## Aim of the task
If a line holds the word "below", copy it from the entries.

Material for the task START

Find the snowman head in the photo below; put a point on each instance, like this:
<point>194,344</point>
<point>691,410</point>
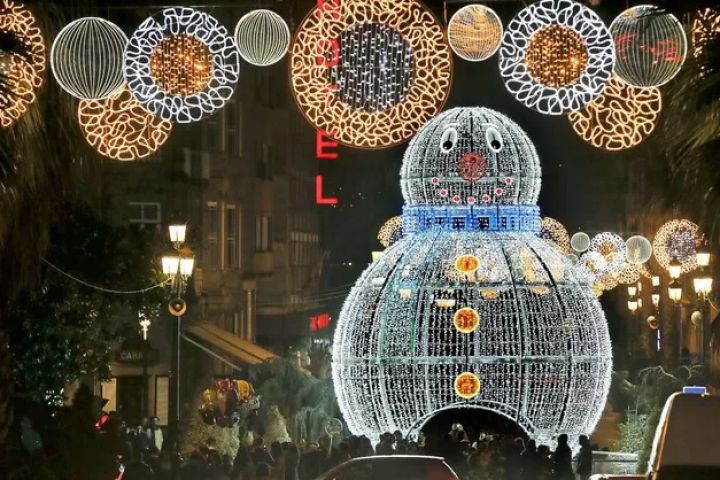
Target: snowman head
<point>470,156</point>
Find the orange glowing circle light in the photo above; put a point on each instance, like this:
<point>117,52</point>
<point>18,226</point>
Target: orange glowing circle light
<point>24,73</point>
<point>467,263</point>
<point>467,385</point>
<point>118,127</point>
<point>466,320</point>
<point>370,74</point>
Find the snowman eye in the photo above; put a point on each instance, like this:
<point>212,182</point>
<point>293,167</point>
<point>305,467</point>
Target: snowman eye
<point>494,140</point>
<point>448,140</point>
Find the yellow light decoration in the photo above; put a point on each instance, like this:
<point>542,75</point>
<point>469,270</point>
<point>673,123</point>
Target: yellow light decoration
<point>677,239</point>
<point>556,56</point>
<point>370,74</point>
<point>118,127</point>
<point>555,233</point>
<point>466,320</point>
<point>467,385</point>
<point>620,117</point>
<point>24,74</point>
<point>475,32</point>
<point>467,263</point>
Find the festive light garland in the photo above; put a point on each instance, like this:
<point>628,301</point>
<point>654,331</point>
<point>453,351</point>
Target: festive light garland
<point>24,73</point>
<point>370,74</point>
<point>556,56</point>
<point>475,32</point>
<point>470,309</point>
<point>182,67</point>
<point>650,46</point>
<point>262,37</point>
<point>619,118</point>
<point>120,128</point>
<point>87,58</point>
<point>677,239</point>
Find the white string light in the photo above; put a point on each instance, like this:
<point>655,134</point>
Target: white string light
<point>262,37</point>
<point>87,58</point>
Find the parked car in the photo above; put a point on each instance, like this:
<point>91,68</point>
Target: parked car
<point>392,467</point>
<point>686,445</point>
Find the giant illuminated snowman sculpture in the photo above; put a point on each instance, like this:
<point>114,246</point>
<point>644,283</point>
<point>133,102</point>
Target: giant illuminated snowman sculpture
<point>471,309</point>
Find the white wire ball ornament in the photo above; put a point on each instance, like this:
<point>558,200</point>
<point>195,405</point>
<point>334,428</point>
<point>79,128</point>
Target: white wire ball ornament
<point>650,46</point>
<point>475,32</point>
<point>24,73</point>
<point>118,127</point>
<point>677,239</point>
<point>262,37</point>
<point>183,66</point>
<point>370,74</point>
<point>556,56</point>
<point>87,58</point>
<point>621,117</point>
<point>639,249</point>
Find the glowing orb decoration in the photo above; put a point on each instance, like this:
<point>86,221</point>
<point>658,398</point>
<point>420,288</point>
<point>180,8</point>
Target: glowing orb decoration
<point>120,128</point>
<point>555,233</point>
<point>24,73</point>
<point>677,239</point>
<point>183,66</point>
<point>467,385</point>
<point>471,289</point>
<point>556,56</point>
<point>466,320</point>
<point>580,242</point>
<point>475,32</point>
<point>639,249</point>
<point>262,37</point>
<point>391,231</point>
<point>621,117</point>
<point>384,74</point>
<point>87,58</point>
<point>650,46</point>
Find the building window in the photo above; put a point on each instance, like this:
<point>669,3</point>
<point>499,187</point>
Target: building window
<point>212,225</point>
<point>263,236</point>
<point>231,237</point>
<point>144,213</point>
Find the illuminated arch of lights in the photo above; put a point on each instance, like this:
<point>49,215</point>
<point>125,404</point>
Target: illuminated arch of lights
<point>650,46</point>
<point>182,67</point>
<point>262,37</point>
<point>475,32</point>
<point>24,73</point>
<point>120,128</point>
<point>556,56</point>
<point>620,117</point>
<point>677,239</point>
<point>386,75</point>
<point>87,58</point>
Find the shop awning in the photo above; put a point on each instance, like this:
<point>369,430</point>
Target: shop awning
<point>229,344</point>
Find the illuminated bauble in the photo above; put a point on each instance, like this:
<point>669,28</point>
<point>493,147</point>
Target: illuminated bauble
<point>580,242</point>
<point>650,46</point>
<point>120,128</point>
<point>23,73</point>
<point>677,239</point>
<point>621,117</point>
<point>556,56</point>
<point>370,74</point>
<point>183,66</point>
<point>639,249</point>
<point>391,231</point>
<point>262,37</point>
<point>475,32</point>
<point>87,58</point>
<point>555,233</point>
<point>471,289</point>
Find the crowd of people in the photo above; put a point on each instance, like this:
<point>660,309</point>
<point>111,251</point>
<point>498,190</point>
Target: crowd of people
<point>489,457</point>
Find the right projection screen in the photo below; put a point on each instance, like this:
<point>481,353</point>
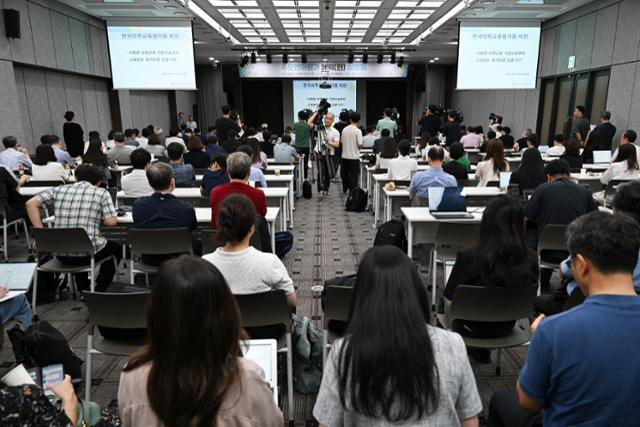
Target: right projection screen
<point>492,56</point>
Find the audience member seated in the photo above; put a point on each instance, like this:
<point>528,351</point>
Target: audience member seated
<point>558,147</point>
<point>46,167</point>
<point>426,379</point>
<point>256,173</point>
<point>155,147</point>
<point>583,375</point>
<point>14,157</point>
<point>183,174</point>
<point>471,139</point>
<point>402,167</point>
<point>506,138</point>
<point>501,258</point>
<point>531,173</point>
<point>82,205</point>
<point>558,201</point>
<point>458,164</point>
<point>494,163</point>
<point>572,154</point>
<point>119,154</point>
<point>435,176</point>
<point>246,269</point>
<point>196,156</point>
<point>135,183</point>
<point>216,175</point>
<point>210,384</point>
<point>389,152</point>
<point>239,168</point>
<point>283,151</point>
<point>624,166</point>
<point>96,157</point>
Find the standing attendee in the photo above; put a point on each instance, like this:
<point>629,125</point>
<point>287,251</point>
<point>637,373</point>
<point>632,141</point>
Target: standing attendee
<point>402,167</point>
<point>531,173</point>
<point>82,205</point>
<point>585,375</point>
<point>209,385</point>
<point>580,125</point>
<point>73,135</point>
<point>493,164</point>
<point>46,167</point>
<point>435,176</point>
<point>386,122</point>
<point>623,167</point>
<point>426,379</point>
<point>351,143</point>
<point>183,174</point>
<point>239,169</point>
<point>14,157</point>
<point>224,124</point>
<point>431,122</point>
<point>135,183</point>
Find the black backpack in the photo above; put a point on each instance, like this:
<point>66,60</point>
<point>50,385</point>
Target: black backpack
<point>391,233</point>
<point>357,201</point>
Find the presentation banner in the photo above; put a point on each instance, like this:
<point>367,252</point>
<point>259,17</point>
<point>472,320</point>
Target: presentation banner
<point>322,70</point>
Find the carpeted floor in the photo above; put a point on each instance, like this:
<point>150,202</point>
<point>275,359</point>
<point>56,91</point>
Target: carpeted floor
<point>328,243</point>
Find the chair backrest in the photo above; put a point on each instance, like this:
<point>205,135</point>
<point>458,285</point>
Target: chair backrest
<point>492,304</point>
<point>62,240</point>
<point>264,309</point>
<point>117,310</point>
<point>457,234</point>
<point>552,238</point>
<point>159,241</point>
<point>337,304</point>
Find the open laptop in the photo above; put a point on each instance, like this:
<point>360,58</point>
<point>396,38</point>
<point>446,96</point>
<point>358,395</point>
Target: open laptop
<point>601,157</point>
<point>448,203</point>
<point>265,354</point>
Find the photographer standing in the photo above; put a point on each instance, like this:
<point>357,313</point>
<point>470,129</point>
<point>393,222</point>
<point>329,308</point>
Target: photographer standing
<point>226,123</point>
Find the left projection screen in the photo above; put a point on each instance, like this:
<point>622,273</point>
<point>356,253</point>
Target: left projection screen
<point>152,57</point>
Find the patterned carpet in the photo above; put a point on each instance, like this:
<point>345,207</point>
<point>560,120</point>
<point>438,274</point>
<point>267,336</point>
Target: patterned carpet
<point>328,243</point>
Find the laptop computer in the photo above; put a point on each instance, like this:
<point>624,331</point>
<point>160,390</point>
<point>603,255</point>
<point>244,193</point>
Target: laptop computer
<point>601,156</point>
<point>265,354</point>
<point>448,203</point>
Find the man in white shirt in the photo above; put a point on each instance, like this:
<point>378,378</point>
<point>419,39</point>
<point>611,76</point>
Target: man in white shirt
<point>351,142</point>
<point>402,167</point>
<point>135,183</point>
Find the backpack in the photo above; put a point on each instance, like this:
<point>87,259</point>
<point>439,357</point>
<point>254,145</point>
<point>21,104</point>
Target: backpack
<point>357,201</point>
<point>284,243</point>
<point>391,233</point>
<point>307,191</point>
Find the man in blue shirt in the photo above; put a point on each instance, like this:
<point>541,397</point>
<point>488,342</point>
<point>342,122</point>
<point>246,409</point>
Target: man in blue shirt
<point>433,177</point>
<point>582,367</point>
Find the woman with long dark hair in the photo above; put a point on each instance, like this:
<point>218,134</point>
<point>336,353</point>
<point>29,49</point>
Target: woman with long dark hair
<point>531,173</point>
<point>191,372</point>
<point>500,258</point>
<point>493,164</point>
<point>392,366</point>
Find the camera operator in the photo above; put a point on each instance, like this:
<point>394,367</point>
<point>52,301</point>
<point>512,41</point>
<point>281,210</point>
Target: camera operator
<point>229,121</point>
<point>451,129</point>
<point>431,122</point>
<point>328,139</point>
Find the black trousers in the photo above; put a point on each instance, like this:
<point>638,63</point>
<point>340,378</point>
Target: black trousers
<point>107,270</point>
<point>350,172</point>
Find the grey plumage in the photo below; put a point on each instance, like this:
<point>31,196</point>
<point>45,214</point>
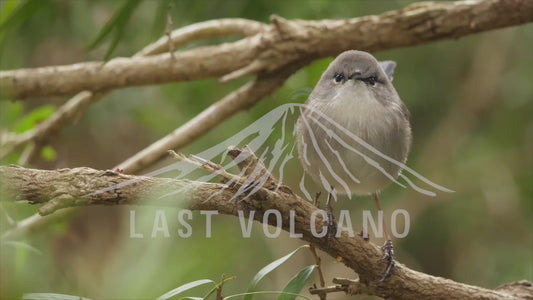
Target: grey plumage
<point>354,96</point>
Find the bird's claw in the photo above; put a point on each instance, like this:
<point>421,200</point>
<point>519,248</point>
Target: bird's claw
<point>332,224</point>
<point>388,255</point>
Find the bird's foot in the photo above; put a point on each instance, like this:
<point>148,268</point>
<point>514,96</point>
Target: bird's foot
<point>332,223</point>
<point>388,255</point>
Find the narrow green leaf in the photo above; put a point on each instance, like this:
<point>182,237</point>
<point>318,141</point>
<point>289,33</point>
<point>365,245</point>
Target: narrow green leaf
<point>160,19</point>
<point>48,153</point>
<point>265,293</point>
<point>118,23</point>
<point>215,288</point>
<point>184,288</point>
<point>24,246</point>
<point>297,283</point>
<point>267,269</point>
<point>51,296</point>
<point>23,11</point>
<point>14,13</point>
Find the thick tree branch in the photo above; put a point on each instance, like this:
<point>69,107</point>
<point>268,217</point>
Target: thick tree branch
<point>74,108</point>
<point>85,186</point>
<point>243,98</point>
<point>274,47</point>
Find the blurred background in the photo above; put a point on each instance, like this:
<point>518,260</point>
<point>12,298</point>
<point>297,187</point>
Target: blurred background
<point>471,102</point>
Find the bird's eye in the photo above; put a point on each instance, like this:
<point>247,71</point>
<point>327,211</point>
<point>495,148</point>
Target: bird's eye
<point>339,77</point>
<point>371,80</point>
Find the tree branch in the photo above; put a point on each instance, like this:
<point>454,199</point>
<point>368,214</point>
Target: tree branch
<point>74,108</point>
<point>84,186</point>
<point>274,47</point>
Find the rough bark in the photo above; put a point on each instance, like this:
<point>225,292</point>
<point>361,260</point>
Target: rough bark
<point>275,46</point>
<point>84,186</point>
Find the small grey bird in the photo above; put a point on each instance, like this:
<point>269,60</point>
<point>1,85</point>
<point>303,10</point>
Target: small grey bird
<point>353,129</point>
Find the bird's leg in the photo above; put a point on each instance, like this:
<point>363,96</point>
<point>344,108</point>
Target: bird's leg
<point>387,248</point>
<point>332,223</point>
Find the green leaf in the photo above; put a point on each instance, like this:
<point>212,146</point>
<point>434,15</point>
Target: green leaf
<point>184,288</point>
<point>216,287</point>
<point>48,153</point>
<point>38,115</point>
<point>51,296</point>
<point>297,283</point>
<point>118,23</point>
<point>267,269</point>
<point>266,293</point>
<point>14,13</point>
<point>160,19</point>
<point>21,245</point>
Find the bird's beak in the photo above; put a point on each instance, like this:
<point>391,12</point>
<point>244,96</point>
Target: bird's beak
<point>356,75</point>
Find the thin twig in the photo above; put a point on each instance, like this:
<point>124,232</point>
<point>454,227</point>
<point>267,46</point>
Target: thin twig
<point>284,42</point>
<point>318,262</point>
<point>74,108</point>
<point>169,32</point>
<point>43,186</point>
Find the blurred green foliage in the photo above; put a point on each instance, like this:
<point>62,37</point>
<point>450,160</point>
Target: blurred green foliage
<point>471,106</point>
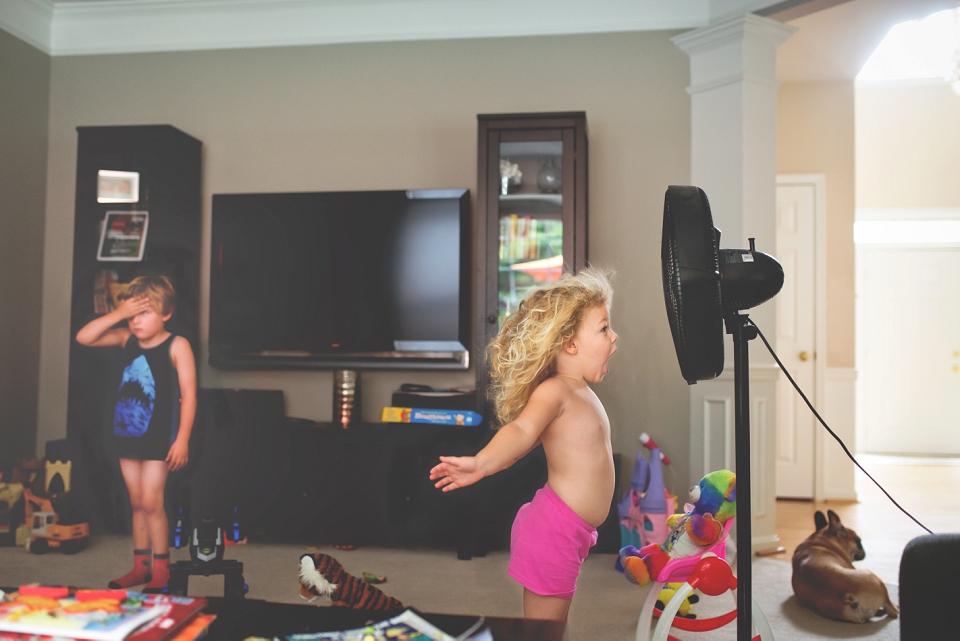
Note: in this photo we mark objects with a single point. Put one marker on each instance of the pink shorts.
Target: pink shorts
(548, 544)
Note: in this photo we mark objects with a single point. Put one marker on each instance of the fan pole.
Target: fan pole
(742, 333)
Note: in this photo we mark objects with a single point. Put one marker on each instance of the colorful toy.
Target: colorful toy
(47, 533)
(646, 505)
(46, 529)
(322, 577)
(714, 504)
(647, 441)
(686, 605)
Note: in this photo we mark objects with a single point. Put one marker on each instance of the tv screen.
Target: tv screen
(329, 280)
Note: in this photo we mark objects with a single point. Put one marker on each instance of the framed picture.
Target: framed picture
(123, 235)
(118, 186)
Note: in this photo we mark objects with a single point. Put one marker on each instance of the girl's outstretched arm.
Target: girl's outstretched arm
(508, 445)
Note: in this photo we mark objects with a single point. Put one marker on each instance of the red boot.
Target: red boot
(161, 574)
(139, 574)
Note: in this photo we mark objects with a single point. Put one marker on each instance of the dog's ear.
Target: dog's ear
(835, 524)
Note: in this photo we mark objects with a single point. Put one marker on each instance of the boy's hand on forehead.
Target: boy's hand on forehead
(133, 305)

Material for the task END

## Answer box
Find the snowman head in the photo below; put a point on each instance, like this:
Find the right projection screen in the photo below; put a point on each instance, like this:
Find the grey plumage in the photo below; put a point on each instance, like this:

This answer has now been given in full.